::: MATERIAL FOR THIS TASK :::

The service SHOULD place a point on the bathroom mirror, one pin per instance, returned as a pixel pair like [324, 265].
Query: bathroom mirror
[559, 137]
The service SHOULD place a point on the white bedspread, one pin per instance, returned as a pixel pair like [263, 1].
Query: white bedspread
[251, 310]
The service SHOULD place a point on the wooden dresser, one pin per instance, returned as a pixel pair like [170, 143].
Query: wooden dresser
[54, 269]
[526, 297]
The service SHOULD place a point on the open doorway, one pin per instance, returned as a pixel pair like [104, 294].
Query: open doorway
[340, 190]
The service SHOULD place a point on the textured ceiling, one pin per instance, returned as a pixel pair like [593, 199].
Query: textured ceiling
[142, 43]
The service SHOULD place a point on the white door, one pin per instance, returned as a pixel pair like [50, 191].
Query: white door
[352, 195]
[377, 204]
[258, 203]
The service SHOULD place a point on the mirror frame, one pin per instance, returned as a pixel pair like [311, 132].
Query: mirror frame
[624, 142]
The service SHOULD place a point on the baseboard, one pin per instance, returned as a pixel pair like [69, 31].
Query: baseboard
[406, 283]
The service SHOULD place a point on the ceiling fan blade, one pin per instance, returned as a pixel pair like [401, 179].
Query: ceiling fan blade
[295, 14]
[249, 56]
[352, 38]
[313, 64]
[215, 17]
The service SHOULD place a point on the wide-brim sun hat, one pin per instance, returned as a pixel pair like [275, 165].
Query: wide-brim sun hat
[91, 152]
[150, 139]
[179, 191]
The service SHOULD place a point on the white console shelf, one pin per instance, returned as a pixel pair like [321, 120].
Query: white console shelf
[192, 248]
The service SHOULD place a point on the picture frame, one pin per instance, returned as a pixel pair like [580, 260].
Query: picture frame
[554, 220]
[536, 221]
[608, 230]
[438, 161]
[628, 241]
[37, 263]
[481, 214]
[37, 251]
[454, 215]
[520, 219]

:::

> **WHAT IS ASKED**:
Starting at the line that contains "The service SHOULD place a point on the baseboard, one" and ending at the last line of the items, write those lines out again, requests included. Scale every pixel coordinate in the answers by 0.9 and round to whole numbers, with halves rounding up, but leave the requests and their sample pairs unchanged.

> **ANSWER FOR THIS EXERCISE**:
The service SHOULD place a point on the baseboard, one pin per instance, returned as a pixel pair like [69, 31].
Query: baseboard
[365, 255]
The service SHOULD place a point on the ceiling fan blade, one pin per instance, returned as a pixel pair like [401, 179].
Query: ceiling fan blade
[266, 13]
[224, 50]
[317, 34]
[282, 58]
[194, 15]
The service SHOULD place a point on the wide-brim sun hat, one pin per instance, returned as a pixel pair like [275, 165].
Query: wide-brim sun hat
[82, 137]
[135, 125]
[161, 172]
The service SHOULD place a point on the white console shelf, one pin per instance, returned as a pixel pair like [321, 120].
Query: white console shelf
[173, 223]
The service SHOULD place a point on the picture frame, one pin per instance, returned as a pixel pair like [580, 260].
Query: picture frame
[499, 198]
[482, 199]
[547, 207]
[394, 145]
[565, 217]
[33, 237]
[433, 193]
[33, 226]
[409, 194]
[468, 197]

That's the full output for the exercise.